Input rows:
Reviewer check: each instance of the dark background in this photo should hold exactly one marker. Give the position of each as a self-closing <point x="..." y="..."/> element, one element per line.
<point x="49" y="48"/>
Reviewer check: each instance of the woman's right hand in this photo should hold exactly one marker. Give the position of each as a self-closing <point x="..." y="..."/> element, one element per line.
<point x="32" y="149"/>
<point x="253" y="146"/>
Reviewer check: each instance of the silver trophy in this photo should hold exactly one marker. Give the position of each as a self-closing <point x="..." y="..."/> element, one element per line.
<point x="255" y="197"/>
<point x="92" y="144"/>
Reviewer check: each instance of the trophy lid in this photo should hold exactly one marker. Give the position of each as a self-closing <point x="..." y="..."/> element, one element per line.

Problem statement: Convert the lines above into a JSON list of strings, with one string per line and any blank lines omitted.

Solution:
[
  "Reviewer check: each instance of the dark background in this photo should hold exactly one marker. Give the position of each as a self-closing <point x=\"...\" y=\"...\"/> element, one element per line.",
  "<point x=\"49\" y=\"48\"/>",
  "Reviewer check: each instance of the woman's right hand in this photo should hold exactly one marker. Give the position of each as a self-closing <point x=\"...\" y=\"...\"/> element, one element per line.",
  "<point x=\"32\" y=\"149\"/>",
  "<point x=\"253\" y=\"146\"/>",
  "Reviewer check: each instance of the silver trophy in this photo should hold exactly one marker. Give the position of each as a self-closing <point x=\"...\" y=\"...\"/> element, one element per line.",
  "<point x=\"255\" y=\"197\"/>",
  "<point x=\"92\" y=\"144\"/>",
  "Reviewer check: each instance of the trophy lid in this photo should hold exactly one marker. Give the position of each as a self-closing <point x=\"...\" y=\"...\"/> element, one element per line."
]